§ Problem to solve
Format the items below as a two-column CSV with the header row item_text,answer and one row per item. Put each item's text and its answer in its own quoted field, replace any line breaks with spaces, and leave the pictures out.

§ Material supplied
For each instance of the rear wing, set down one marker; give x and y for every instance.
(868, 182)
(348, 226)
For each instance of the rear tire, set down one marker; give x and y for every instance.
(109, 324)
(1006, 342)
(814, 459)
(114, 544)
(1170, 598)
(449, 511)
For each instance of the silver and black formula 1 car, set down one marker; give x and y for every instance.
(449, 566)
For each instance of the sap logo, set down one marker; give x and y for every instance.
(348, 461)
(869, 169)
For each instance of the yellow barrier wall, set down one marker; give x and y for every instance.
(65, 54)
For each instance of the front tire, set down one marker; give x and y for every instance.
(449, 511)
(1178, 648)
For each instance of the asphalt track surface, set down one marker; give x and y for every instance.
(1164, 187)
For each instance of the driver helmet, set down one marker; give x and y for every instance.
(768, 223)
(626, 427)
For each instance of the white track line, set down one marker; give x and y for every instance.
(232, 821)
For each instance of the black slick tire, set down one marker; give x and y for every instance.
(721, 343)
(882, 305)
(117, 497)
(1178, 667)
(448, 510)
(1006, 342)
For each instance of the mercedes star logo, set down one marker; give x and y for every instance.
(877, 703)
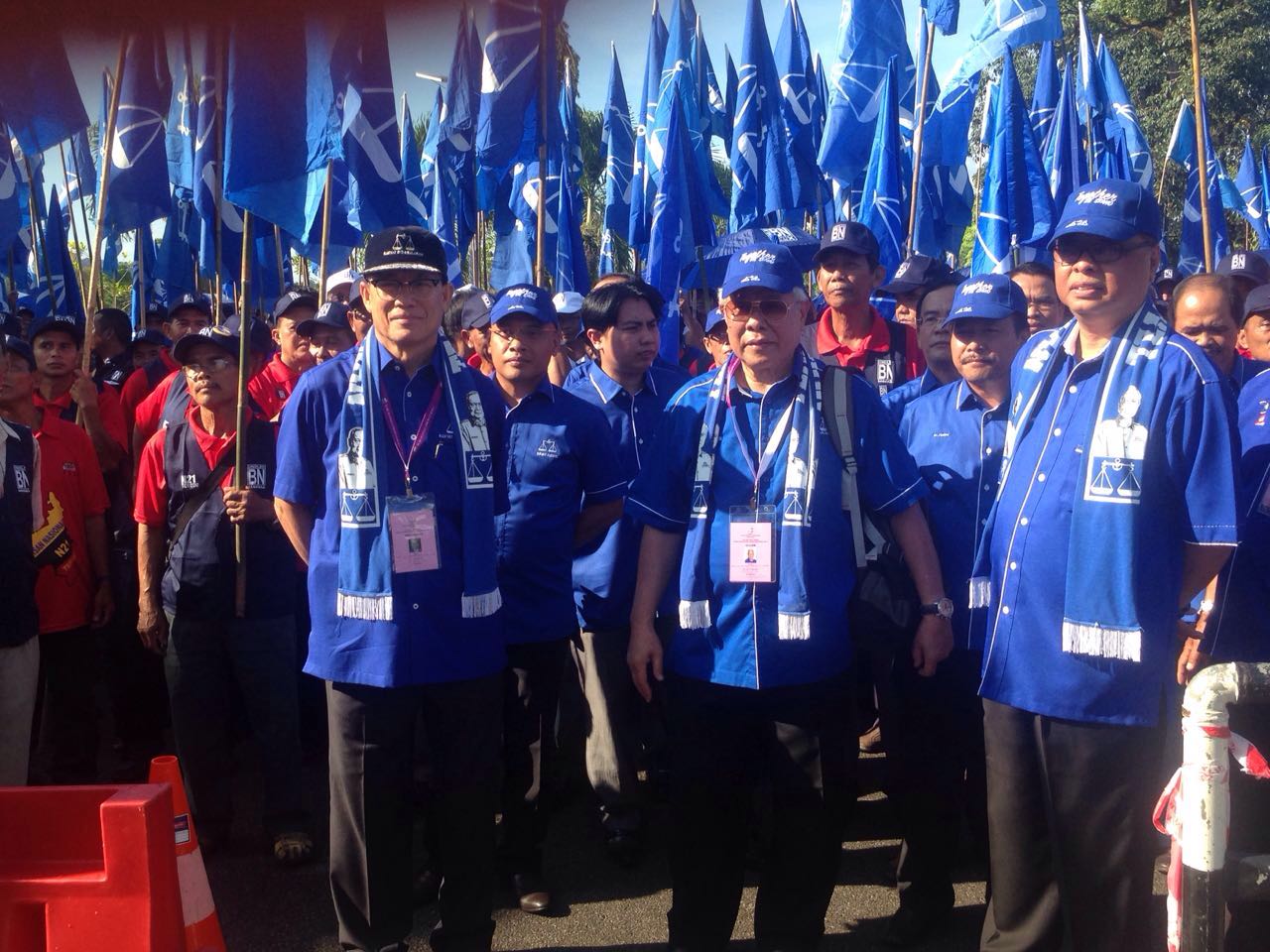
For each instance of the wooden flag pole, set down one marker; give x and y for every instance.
(1201, 151)
(245, 318)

§ Task response
item_text,answer
"For each instance of the rear wing, set down one marker; give x and y for every instance.","(868, 182) (348, 226)"
"For each instance of the rear tire, set down one marker; give x and y for every instance.","(109, 324) (1006, 342) (814, 459) (114, 544) (1170, 598) (449, 511)"
"For each instance of the silver and black formula 1 car, set down one marker; give x and y for every instance.","(449, 566)"
"For each instance of the sap logo, set down one marker; give x and y for every instance.","(348, 461) (869, 169)"
"For each instance of the yellow barrier wall, set down one marker; give x and y for every instance.","(65, 54)"
"For each instance of the front tire, set down one marker; give x and y for every instance.","(449, 511) (1178, 648)"
"For each instance of the asphalt track surface, set down one marker; give x and y for every instance.","(1164, 187)"
"For each instance of the driver helmet, set down one marker; give x and y for every instance.","(768, 223) (626, 427)"
"For each instance of the white track line, set down one marker; give x and y for every instance.","(232, 821)"
"For each instance of the black slick tire, set down one marker; give x and y for every instance.","(721, 343) (882, 305) (117, 497) (1178, 667) (448, 510) (1006, 342)"
"For each instance of the mercedes star logo, set down one marker; give x and y for every instance.","(877, 703)"
"For each instance of the wooden flag pole, set down one marker; give x and y for every instance.","(1201, 151) (245, 318)"